I need the lines below from the one with "Exercise. Point out every instance of the grassy" down to the one with "Exercise. Point out every instance of the shed with" reproduced exactly, both ends included, and nothing else.

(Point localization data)
+++

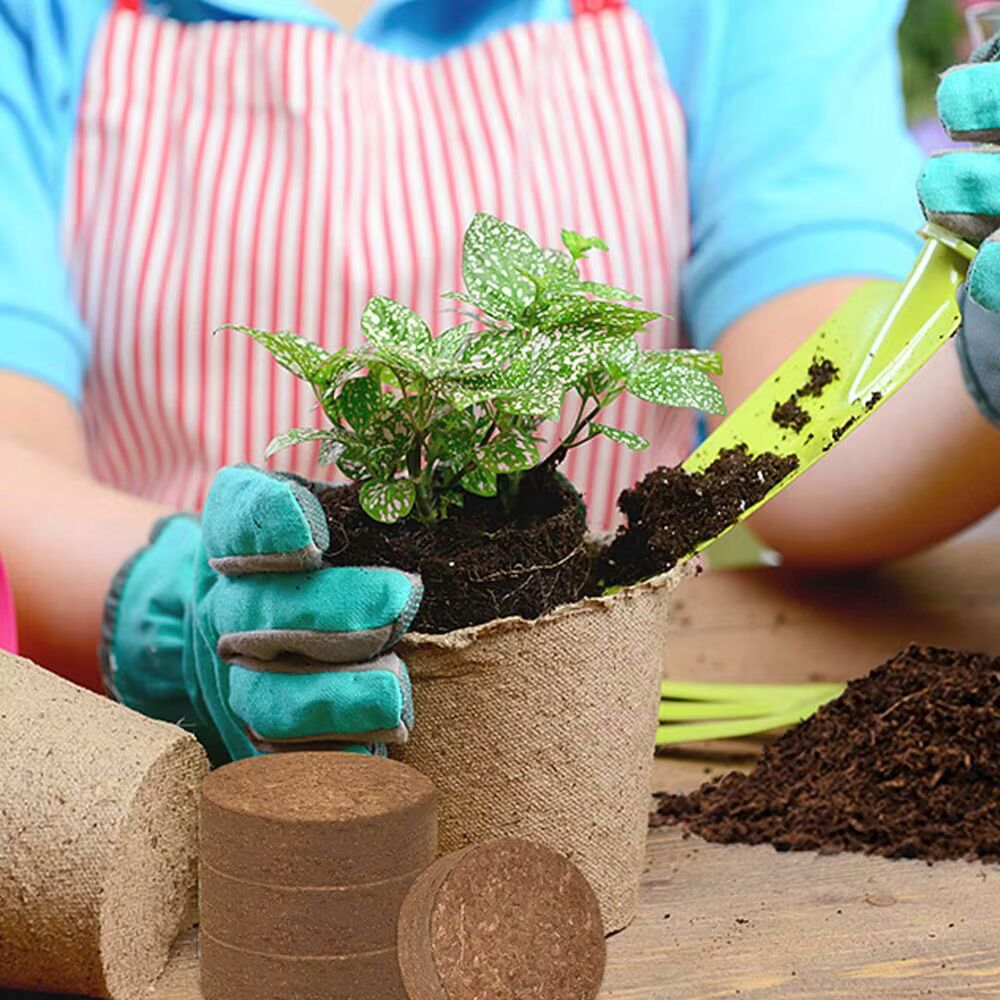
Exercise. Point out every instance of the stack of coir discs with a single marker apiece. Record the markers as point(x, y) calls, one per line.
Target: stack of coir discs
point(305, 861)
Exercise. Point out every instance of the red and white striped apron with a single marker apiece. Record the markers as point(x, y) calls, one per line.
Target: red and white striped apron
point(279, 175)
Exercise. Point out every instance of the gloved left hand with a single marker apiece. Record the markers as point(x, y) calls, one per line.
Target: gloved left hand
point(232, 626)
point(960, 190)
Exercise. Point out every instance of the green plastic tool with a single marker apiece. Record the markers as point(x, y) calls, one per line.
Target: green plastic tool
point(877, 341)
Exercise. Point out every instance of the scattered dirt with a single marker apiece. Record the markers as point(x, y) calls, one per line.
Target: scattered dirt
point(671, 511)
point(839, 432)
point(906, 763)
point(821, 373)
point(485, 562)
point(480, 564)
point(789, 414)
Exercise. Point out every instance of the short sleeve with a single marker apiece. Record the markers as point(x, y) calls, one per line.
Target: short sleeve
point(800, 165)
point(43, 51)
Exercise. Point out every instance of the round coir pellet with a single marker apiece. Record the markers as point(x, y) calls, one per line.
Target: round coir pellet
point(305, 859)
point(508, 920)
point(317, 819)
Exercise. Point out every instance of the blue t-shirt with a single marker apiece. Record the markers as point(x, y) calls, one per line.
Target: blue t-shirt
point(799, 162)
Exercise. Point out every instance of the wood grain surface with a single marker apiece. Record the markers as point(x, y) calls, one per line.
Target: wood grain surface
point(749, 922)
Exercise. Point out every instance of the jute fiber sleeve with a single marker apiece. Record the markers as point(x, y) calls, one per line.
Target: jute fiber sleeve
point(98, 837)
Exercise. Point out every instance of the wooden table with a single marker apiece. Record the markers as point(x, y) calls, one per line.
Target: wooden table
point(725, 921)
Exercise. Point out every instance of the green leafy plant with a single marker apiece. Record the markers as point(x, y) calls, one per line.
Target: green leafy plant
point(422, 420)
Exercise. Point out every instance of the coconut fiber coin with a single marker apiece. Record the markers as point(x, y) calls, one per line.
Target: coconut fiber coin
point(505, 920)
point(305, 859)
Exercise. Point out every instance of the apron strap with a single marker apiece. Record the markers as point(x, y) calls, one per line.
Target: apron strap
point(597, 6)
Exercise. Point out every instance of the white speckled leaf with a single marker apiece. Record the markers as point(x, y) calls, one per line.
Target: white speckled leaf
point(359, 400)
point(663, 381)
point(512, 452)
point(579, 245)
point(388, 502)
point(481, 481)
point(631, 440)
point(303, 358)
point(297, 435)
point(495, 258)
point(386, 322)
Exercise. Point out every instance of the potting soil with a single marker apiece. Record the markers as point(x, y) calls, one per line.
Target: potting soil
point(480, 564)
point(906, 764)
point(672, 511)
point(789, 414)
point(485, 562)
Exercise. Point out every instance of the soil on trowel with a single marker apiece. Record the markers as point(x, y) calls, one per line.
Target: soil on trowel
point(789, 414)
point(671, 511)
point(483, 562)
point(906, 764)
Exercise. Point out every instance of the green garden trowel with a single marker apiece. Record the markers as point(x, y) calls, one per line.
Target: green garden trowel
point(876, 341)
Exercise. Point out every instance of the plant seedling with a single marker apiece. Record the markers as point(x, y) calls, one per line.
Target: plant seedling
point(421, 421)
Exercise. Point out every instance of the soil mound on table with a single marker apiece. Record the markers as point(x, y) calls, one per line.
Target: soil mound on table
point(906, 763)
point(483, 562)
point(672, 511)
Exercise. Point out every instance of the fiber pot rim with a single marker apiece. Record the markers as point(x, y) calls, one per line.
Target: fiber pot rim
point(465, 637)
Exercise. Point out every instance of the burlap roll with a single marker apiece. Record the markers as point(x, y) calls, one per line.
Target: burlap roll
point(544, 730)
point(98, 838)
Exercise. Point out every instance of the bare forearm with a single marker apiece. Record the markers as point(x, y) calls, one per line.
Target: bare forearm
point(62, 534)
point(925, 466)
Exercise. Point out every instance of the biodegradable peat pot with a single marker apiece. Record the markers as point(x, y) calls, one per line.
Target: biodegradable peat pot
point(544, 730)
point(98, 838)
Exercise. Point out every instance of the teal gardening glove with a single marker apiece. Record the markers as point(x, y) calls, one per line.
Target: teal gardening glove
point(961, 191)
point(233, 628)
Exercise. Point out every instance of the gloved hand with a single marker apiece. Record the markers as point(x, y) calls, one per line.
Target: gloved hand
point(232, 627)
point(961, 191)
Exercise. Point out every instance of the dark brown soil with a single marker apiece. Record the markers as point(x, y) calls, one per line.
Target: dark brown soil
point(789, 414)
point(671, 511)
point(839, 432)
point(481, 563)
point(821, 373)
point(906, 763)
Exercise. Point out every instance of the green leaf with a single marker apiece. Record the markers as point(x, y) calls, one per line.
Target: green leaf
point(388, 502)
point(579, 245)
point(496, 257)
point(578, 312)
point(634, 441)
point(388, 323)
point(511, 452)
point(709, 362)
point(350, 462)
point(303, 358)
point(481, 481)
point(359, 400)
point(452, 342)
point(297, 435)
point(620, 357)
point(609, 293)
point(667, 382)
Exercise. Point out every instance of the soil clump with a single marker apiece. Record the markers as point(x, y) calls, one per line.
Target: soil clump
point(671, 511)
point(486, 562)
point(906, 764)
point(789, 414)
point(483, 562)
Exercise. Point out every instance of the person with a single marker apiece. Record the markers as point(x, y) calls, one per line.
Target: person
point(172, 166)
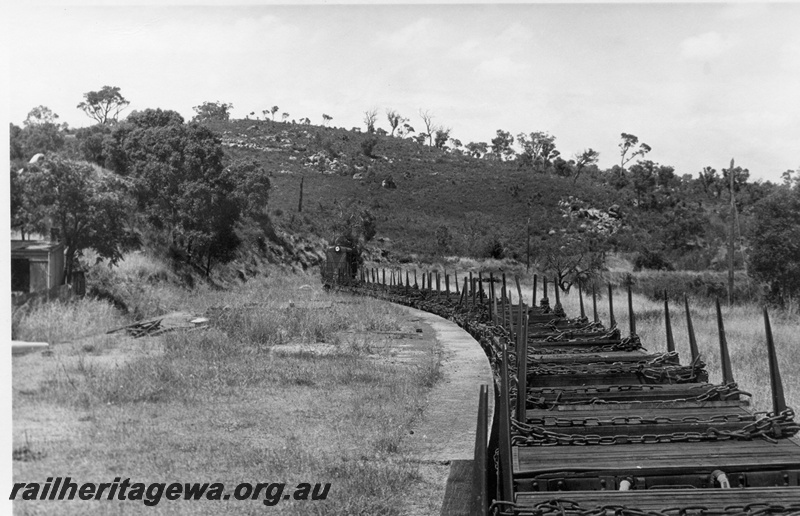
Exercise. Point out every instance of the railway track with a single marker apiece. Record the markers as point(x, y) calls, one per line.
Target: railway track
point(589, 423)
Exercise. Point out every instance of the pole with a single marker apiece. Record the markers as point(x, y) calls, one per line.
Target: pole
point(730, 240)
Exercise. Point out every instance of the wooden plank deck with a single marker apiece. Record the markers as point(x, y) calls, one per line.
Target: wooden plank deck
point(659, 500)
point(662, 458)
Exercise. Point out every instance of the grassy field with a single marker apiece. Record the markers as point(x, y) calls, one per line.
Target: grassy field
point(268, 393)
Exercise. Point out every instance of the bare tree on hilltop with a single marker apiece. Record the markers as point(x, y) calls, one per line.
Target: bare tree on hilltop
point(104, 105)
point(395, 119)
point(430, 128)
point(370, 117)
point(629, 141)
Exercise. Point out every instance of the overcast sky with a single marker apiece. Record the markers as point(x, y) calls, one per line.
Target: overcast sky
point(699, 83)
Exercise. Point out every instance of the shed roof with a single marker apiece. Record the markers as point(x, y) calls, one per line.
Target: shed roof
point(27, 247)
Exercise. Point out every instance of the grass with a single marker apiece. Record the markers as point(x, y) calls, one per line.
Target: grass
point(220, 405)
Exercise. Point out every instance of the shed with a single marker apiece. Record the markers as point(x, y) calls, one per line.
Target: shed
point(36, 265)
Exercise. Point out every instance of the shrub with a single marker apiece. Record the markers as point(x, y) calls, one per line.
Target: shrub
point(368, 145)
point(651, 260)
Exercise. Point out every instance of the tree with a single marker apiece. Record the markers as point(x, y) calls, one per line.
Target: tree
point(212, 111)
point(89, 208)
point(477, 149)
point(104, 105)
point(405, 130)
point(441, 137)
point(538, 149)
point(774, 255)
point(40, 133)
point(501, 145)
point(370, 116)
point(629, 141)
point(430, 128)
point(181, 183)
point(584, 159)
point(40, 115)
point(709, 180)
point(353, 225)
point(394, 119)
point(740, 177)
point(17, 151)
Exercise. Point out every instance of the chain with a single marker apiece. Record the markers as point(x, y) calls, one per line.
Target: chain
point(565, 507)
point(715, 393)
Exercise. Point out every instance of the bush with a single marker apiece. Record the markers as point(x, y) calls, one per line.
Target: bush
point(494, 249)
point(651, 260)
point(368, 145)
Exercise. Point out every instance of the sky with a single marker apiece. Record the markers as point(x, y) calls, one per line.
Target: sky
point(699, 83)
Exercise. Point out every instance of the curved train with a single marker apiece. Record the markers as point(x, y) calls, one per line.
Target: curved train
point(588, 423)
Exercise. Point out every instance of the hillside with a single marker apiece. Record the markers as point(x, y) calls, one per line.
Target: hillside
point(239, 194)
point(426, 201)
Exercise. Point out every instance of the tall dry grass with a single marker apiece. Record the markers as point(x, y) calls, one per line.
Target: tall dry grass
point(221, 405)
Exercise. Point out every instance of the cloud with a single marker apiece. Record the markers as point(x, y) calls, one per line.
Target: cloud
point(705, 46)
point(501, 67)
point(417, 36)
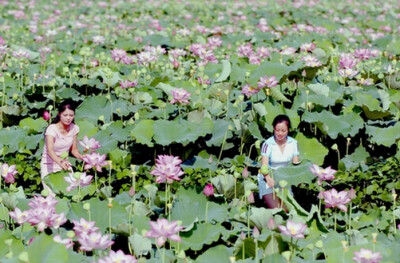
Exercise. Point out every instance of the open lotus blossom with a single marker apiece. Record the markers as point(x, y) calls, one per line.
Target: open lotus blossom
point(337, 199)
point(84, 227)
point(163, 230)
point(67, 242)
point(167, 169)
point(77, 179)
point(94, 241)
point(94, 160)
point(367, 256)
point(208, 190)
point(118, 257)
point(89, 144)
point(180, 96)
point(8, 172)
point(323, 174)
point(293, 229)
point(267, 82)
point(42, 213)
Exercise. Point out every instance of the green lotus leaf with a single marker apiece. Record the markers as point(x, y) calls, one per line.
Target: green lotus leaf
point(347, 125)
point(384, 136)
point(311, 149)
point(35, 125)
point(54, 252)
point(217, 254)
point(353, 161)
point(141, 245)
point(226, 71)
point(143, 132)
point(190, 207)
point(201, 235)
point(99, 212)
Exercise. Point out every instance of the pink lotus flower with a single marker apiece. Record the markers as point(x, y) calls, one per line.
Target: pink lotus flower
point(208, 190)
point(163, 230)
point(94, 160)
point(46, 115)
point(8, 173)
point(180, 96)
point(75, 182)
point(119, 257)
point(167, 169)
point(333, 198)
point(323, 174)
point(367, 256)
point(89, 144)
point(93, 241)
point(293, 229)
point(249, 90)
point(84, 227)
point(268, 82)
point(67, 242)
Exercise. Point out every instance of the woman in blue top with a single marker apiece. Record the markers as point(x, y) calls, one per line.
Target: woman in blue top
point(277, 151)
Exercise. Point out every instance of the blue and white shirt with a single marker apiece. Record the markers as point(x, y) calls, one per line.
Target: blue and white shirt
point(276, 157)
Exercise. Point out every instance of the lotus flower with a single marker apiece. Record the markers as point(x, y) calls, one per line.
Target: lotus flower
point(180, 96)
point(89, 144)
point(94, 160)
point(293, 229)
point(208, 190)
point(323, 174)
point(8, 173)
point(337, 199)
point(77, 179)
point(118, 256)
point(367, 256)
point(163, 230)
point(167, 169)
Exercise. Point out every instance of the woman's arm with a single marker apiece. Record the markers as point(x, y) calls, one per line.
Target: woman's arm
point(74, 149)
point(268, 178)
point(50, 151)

+++

- [Your solution]:
Exercise. Point out every instance of the grassy field with a single marker apiece. Record the markers as point(x, y) calls, one per line.
Target: grassy field
point(268, 393)
Exercise. Point out every instance of the bare tree on hilltop with a single marker apiece. Record the markers as point(x, y) calls, one per line.
Target: bare tree on hilltop
point(104, 105)
point(395, 119)
point(430, 128)
point(370, 117)
point(629, 141)
Exercise. Point out every instance of the overcast sky with a single marker apiece. Record the markers as point(x, y) calls, one per line.
Target: overcast sky
point(699, 83)
Exercise. Point out every instance of the shed roof with a single marker apiece. Record the markers as point(x, y) calls, one per line.
Target: shed roof
point(27, 247)
Exercise. Point out every instance of the grass with a single marker apiece. Record the markers as point(x, y) calls, one per line.
Target: grass
point(220, 405)
Exercise. Point out every instance of the shed with a single marker apiece. Record the markers as point(x, y) calls, one per line.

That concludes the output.